TASK:
Please set down every record exactly as it appears below.
INFORMATION SHOWN Block Start
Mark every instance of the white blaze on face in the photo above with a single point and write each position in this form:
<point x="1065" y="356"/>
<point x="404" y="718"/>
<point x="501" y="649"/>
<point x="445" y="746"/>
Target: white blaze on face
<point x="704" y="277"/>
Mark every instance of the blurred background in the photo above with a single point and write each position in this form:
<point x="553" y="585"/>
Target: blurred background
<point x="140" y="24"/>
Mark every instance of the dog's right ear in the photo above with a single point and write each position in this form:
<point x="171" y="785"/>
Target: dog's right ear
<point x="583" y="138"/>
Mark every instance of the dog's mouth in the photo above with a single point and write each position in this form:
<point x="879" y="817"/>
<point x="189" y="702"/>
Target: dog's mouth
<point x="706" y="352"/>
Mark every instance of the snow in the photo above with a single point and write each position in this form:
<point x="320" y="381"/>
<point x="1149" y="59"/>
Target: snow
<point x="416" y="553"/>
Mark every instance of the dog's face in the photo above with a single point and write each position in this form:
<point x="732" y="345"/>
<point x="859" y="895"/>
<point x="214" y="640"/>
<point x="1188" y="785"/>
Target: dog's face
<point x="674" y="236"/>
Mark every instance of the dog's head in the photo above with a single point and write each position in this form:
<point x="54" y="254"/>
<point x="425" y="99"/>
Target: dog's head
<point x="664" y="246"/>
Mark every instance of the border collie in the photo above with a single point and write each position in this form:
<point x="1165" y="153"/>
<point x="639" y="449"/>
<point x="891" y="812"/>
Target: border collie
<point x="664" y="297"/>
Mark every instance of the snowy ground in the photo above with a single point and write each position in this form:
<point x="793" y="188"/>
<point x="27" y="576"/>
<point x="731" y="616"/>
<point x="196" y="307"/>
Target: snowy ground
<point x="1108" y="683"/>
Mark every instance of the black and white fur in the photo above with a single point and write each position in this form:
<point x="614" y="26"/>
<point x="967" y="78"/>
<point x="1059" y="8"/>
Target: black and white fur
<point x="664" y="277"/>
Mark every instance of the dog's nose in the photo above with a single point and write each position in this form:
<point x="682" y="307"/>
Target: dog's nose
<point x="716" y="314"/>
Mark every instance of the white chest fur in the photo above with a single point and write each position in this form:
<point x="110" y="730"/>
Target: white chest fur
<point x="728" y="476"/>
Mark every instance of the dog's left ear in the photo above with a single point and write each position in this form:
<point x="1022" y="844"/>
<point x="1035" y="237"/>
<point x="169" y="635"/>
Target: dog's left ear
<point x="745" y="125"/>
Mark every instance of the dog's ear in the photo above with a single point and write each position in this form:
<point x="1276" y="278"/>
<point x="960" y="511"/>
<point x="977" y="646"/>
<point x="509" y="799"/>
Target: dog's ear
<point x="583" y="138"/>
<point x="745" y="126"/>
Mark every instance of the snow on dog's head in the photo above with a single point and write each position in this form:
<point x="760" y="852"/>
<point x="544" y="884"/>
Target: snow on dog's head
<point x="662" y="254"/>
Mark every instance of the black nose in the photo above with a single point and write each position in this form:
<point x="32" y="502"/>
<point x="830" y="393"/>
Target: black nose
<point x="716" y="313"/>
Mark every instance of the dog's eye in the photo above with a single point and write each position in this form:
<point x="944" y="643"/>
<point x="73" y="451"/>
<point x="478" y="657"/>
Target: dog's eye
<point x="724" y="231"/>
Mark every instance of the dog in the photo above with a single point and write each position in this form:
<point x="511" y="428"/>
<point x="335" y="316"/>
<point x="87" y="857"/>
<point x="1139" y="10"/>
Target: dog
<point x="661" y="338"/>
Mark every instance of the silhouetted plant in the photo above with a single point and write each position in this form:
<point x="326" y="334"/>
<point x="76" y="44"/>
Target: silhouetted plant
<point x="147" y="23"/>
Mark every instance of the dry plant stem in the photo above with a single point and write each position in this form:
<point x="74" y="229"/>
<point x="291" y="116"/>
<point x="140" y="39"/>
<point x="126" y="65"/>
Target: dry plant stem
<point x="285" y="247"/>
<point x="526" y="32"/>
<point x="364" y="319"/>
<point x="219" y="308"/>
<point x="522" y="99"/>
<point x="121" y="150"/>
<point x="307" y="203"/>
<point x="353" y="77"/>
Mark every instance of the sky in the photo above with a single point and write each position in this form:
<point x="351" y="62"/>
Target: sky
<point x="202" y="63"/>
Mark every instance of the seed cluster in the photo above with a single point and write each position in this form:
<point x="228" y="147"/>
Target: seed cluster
INFORMATION SHOWN Block End
ANSWER FOR THE TASK:
Mark every instance of the white blaze on face in the photo above with a single point and write each position in this form:
<point x="1065" y="356"/>
<point x="404" y="718"/>
<point x="501" y="649"/>
<point x="445" y="746"/>
Target: white blaze on face
<point x="704" y="277"/>
Mark every instance of the blurred background in the photo above with a single point and write each position in this form:
<point x="553" y="585"/>
Target: blurred background
<point x="140" y="24"/>
Mark every instance of the dog's right ear in the photo above with a single point and write each position in this form:
<point x="171" y="785"/>
Target: dog's right ear
<point x="583" y="138"/>
Mark every instance of the dog's mouth in the photo above with a single point and write each position in this form:
<point x="879" y="817"/>
<point x="189" y="702"/>
Target: dog's mouth
<point x="706" y="352"/>
Mark every instance of the snow in the photo above with a single point and write each position in this form:
<point x="320" y="381"/>
<point x="1149" y="59"/>
Target: snow
<point x="416" y="553"/>
Mark every instance of the dog's face in the photo above with a single point and write each position in this form:
<point x="732" y="345"/>
<point x="859" y="895"/>
<point x="214" y="640"/>
<point x="1188" y="785"/>
Target: dog's face
<point x="674" y="236"/>
Mark every instance of the dog's head in the photo above with a single point and write each position in this form:
<point x="54" y="254"/>
<point x="425" y="99"/>
Target: dog's head
<point x="664" y="246"/>
Mark every instance of the border collie in the photo above with a single point and write each position in this form:
<point x="1165" y="153"/>
<point x="639" y="449"/>
<point x="891" y="812"/>
Target: border collie
<point x="664" y="297"/>
Mark every instance of the snowy ground in the photo above with a single point and write each position in this form:
<point x="793" y="188"/>
<point x="27" y="576"/>
<point x="731" y="616"/>
<point x="196" y="307"/>
Target: snowy ground
<point x="1108" y="683"/>
Mark every instance of the black and white fur in the photo above with a single point and write each position in this form:
<point x="614" y="26"/>
<point x="967" y="78"/>
<point x="1059" y="8"/>
Target: black and white fur
<point x="664" y="277"/>
Mark every instance of the dog's nose in the photo above with a single point and write each position in this form:
<point x="682" y="307"/>
Target: dog's nose
<point x="716" y="314"/>
Mark every instance of the white chest fur in the photo above with a single point and write each position in this form:
<point x="110" y="730"/>
Target: white chest fur
<point x="728" y="476"/>
Mark every instance of the dog's left ear in the photo above with a single point and write each position in this form:
<point x="1022" y="844"/>
<point x="1035" y="237"/>
<point x="169" y="635"/>
Target: dog's left ear
<point x="745" y="125"/>
Mark every instance of the dog's ear in the photo above with a single point and write each position in this form:
<point x="1276" y="278"/>
<point x="960" y="511"/>
<point x="977" y="646"/>
<point x="509" y="799"/>
Target: dog's ear
<point x="583" y="138"/>
<point x="745" y="126"/>
Mark every instance of the snow on dog's head in the photo above with a single point and write each position in this form:
<point x="760" y="852"/>
<point x="544" y="884"/>
Target: snow on dog's head
<point x="662" y="254"/>
Mark every instance of the black nose in the photo above with a single point and write each position in this form:
<point x="32" y="502"/>
<point x="830" y="393"/>
Target: black nose
<point x="716" y="313"/>
Mark every instance of the dog's eye in the photo above with a single point and write each position in this form:
<point x="944" y="643"/>
<point x="73" y="451"/>
<point x="478" y="657"/>
Target: dog's eye
<point x="724" y="231"/>
Mark every instance of the dog in the photo above with a single point and write each position in this form:
<point x="511" y="428"/>
<point x="335" y="316"/>
<point x="87" y="857"/>
<point x="1139" y="10"/>
Target: dog
<point x="661" y="338"/>
Mark every instance of the silhouetted plant in the photo above with a single point and write each position in this form:
<point x="326" y="334"/>
<point x="76" y="44"/>
Target: silhouetted plant
<point x="147" y="23"/>
Mark every instance of the dry plant stem in the photo above with a single point and write each position in this form:
<point x="74" y="229"/>
<point x="291" y="116"/>
<point x="140" y="39"/>
<point x="126" y="65"/>
Target: dry plant stem
<point x="285" y="247"/>
<point x="526" y="32"/>
<point x="364" y="319"/>
<point x="219" y="308"/>
<point x="522" y="99"/>
<point x="121" y="150"/>
<point x="307" y="203"/>
<point x="353" y="77"/>
Mark every instance of the sky in the photo above with a single point and write each position in this form:
<point x="351" y="62"/>
Target: sky
<point x="202" y="63"/>
Mark every instance of the seed cluster in the photo above with a single point and write each position in this form:
<point x="228" y="147"/>
Target: seed cluster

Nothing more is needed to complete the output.